Tasks for this exercise
[1] List the things the Bayreuth travel post says the town was "before" at the end of June.
[2] Resume the Bayreuth travel post after its final sentence.

Tuesday, August 20, 2013

BACK TO BAYREUTH


Bayreuth at the end of June was a Bayreuth before the festival, before the crowds, and before the heat. In a cool delayed spring, things were at best expectant.

If you were looking for locals, the place to start was down the hill by the river in the Shopping Centre, the Rotmain Centre (named after the river), a plain two storey could-be-anywhere affair but warm inside with the ground floor full of food outlets. Behind the Centre runs a pretty little stream, its banks wild and grassy, which we would cross over on an old stone bridge to the hotel just beyond.

It was a simple pleasure then to wander the old town, from The Town Square along the main street, Maximillian Strasse (both now pedestrian zones which sort of work, but sort of don't when there aren't the crowd numbers to fill them up) heading up towards Richard Wagner Str and then Wahnfried.





Little side streets left and right were all but empty, waiting under heavy skies.

Data shown
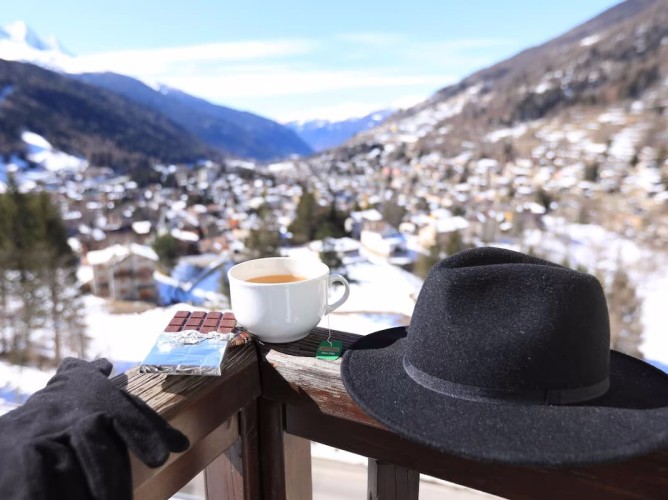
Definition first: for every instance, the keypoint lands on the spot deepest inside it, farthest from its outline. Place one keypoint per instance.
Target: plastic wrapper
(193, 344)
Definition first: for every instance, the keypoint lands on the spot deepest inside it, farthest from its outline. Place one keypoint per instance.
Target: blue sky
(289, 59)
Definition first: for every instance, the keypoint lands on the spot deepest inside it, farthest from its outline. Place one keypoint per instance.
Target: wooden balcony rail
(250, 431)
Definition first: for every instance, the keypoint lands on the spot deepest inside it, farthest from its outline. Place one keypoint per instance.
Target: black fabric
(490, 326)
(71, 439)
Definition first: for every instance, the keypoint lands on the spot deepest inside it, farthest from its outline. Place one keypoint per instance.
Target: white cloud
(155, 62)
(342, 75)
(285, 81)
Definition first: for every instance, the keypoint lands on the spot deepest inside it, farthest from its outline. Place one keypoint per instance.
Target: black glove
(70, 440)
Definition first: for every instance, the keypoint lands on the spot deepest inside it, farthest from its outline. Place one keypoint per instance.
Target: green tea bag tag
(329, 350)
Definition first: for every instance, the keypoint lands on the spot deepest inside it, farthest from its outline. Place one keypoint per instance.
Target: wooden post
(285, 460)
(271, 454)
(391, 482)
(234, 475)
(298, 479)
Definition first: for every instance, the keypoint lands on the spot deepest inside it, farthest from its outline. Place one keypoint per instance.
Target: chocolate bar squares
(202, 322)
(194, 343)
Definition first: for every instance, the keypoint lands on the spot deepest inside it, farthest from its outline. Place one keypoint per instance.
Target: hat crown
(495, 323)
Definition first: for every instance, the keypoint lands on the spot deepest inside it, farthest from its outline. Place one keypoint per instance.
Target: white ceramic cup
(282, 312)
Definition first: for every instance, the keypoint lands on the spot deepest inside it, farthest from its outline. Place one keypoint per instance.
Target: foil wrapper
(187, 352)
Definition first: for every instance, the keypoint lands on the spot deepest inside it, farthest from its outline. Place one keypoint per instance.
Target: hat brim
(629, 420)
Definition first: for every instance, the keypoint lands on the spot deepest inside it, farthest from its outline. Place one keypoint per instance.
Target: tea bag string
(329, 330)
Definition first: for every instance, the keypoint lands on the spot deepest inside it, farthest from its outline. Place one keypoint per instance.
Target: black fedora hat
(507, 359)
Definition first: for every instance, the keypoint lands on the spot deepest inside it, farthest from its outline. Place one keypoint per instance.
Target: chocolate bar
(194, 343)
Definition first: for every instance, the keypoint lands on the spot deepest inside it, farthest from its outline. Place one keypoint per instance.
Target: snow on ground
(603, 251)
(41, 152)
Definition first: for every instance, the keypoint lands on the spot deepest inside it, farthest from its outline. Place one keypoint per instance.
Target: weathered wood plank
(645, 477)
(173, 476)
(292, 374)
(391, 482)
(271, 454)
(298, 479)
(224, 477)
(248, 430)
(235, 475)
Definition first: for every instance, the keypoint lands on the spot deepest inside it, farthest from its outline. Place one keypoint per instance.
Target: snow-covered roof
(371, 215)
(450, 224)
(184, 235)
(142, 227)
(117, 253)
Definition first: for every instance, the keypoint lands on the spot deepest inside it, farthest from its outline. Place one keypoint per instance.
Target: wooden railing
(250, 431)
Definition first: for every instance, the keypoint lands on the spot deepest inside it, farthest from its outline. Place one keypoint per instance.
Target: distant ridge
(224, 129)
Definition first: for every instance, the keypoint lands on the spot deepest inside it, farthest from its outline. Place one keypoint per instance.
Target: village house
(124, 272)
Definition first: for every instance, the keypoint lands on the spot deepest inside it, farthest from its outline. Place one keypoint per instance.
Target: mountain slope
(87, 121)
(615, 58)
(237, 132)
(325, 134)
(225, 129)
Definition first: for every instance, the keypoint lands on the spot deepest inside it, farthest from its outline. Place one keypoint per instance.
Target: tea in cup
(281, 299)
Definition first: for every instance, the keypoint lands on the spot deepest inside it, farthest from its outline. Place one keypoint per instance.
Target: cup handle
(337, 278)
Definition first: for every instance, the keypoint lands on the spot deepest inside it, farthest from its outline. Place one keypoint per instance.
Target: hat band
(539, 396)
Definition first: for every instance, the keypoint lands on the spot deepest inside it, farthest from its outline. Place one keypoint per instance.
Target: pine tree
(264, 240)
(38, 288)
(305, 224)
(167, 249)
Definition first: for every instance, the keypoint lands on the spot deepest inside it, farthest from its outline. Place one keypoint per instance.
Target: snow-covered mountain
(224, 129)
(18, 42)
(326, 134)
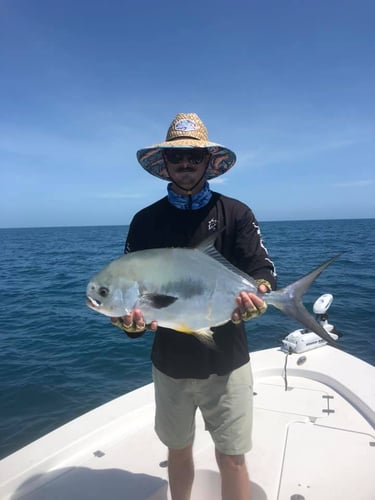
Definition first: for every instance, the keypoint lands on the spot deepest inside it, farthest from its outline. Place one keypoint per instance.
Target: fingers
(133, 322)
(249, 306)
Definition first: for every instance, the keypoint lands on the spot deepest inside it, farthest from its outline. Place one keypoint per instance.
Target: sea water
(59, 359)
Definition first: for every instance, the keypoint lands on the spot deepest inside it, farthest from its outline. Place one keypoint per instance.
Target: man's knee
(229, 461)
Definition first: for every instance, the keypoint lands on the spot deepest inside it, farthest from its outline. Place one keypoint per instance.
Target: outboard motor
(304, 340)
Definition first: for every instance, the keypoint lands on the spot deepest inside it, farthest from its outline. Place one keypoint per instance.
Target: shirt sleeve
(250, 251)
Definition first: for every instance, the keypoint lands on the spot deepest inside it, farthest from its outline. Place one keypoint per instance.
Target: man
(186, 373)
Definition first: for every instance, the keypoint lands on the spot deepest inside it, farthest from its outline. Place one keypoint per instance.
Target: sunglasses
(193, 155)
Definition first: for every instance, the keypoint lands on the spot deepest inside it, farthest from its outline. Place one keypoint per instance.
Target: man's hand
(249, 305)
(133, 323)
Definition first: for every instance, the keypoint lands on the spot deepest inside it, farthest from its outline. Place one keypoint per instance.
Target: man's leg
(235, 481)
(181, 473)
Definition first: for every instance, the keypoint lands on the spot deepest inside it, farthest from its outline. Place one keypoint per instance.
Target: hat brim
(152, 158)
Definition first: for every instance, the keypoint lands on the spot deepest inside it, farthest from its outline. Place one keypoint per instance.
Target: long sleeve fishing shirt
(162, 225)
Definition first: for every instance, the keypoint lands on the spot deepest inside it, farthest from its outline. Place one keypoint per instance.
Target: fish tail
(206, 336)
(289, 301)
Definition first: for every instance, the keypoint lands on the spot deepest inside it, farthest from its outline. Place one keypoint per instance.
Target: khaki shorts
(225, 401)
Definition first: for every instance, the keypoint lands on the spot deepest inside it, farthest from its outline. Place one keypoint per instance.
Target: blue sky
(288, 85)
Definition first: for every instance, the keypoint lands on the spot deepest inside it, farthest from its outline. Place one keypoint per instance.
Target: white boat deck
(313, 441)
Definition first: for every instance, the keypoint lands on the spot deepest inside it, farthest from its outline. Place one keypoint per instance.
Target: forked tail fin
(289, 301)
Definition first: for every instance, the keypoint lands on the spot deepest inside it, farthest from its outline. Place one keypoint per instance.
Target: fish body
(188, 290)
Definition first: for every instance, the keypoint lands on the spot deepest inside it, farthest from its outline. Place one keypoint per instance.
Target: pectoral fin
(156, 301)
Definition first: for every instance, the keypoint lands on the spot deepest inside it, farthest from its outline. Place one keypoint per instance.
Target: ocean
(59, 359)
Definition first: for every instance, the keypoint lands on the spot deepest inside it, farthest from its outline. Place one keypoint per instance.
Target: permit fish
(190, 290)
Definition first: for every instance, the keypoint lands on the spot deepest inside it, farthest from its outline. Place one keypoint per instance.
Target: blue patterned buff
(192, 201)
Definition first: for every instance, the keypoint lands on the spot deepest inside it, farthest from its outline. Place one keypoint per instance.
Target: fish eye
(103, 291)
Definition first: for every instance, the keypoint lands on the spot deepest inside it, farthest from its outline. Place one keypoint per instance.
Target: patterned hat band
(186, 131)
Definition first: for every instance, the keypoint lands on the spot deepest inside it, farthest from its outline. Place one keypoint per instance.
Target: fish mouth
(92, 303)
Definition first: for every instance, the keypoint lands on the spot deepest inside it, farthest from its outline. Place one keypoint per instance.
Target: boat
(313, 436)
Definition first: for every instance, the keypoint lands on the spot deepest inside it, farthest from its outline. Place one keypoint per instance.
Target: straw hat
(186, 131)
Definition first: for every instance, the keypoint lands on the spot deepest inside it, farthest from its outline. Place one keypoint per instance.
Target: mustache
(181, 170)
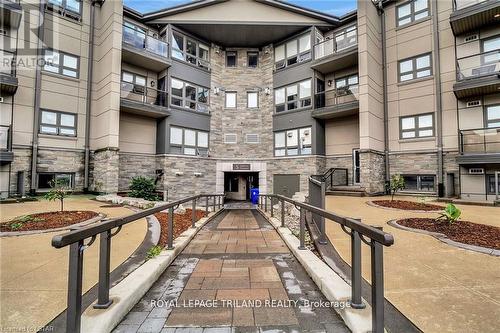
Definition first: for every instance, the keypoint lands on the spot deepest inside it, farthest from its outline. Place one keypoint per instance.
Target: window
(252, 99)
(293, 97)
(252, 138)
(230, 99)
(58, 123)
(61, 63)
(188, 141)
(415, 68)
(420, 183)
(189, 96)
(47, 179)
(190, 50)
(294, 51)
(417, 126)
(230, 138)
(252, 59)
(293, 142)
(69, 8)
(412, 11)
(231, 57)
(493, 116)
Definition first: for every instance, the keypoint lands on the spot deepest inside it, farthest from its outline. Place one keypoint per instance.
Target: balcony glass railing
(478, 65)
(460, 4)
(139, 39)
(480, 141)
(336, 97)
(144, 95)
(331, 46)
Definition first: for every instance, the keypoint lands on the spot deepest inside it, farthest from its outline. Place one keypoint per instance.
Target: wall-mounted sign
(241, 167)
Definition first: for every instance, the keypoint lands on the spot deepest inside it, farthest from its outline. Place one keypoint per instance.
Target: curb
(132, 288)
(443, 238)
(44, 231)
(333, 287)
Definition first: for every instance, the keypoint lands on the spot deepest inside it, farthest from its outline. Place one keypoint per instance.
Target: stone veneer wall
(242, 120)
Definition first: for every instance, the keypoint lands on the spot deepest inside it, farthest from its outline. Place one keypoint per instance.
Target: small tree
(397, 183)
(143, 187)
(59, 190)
---
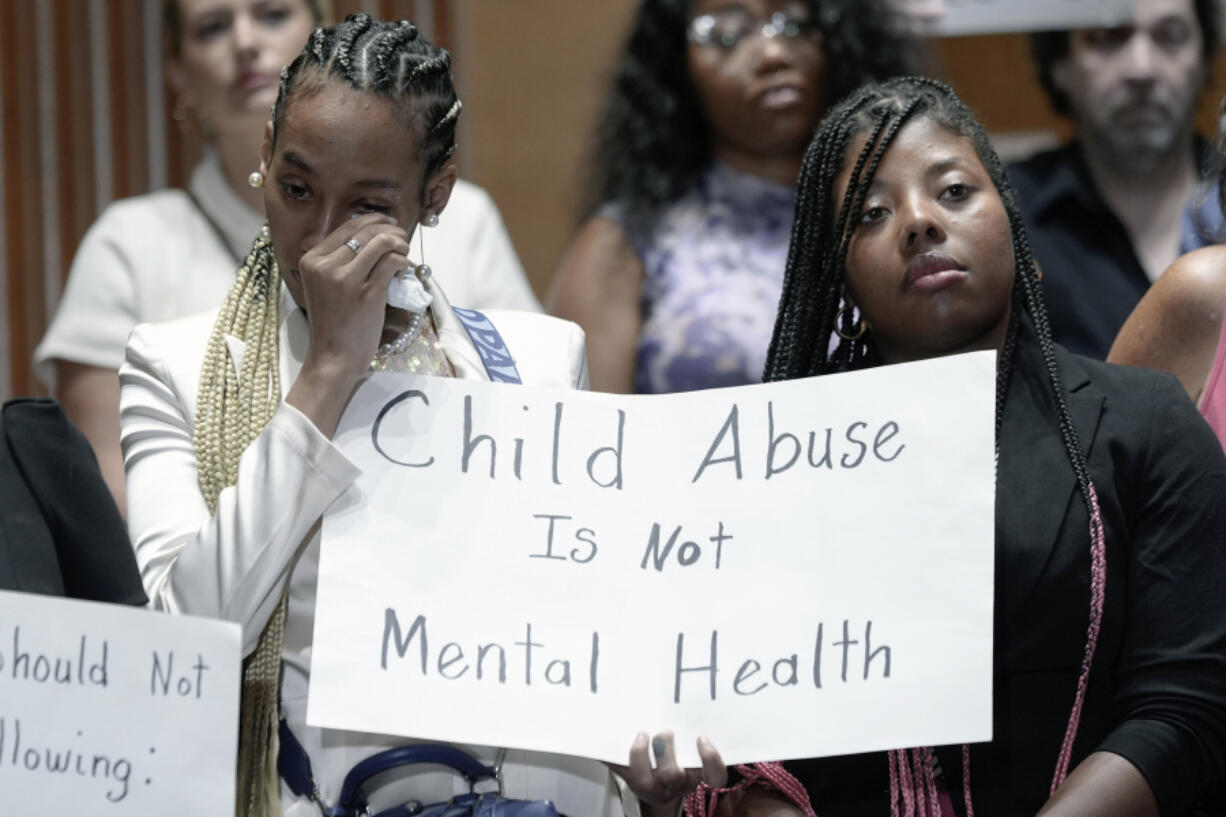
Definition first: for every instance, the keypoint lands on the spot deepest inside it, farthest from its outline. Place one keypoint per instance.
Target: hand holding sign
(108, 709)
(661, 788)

Results in order
[1]
the festival
the crowds
the heat

[2]
,

Off to the left and down the hill, the glorious treasure of the World Heritage Listed baroque 1748 Margravial Opera House is now covered for restorations, its gorgeous (painted wood) interiors away from the public eyes for years I expect.  How this wonder has survived war and fire is a miracle itself. 

(Here's some of last years without-flash photos, which aren't allowed of course, but the guide was lovely, and kept turning her back).





There's a few Frederick's in this story: 

Frederick, Margrave of Brandenburg-Bayreuth was the cultured and beloved ruler/monarch who was responsible for the building of the Opera House, which would later attract the attention of one Richard Wagner because of the size of its stage, but be rejected because of the size of it pit and small (500) capacity no doubt. And so evolved the building of the Festspeilhaus. 

                                                                                    Frederick von Brandenburg-Bayreuth

This Frederick's first wife, by arrangement, was to the rather more dominant and thespian Wilhelmine of Prussia who would indulge her talents as writer, director, actor and the like in the great splendour.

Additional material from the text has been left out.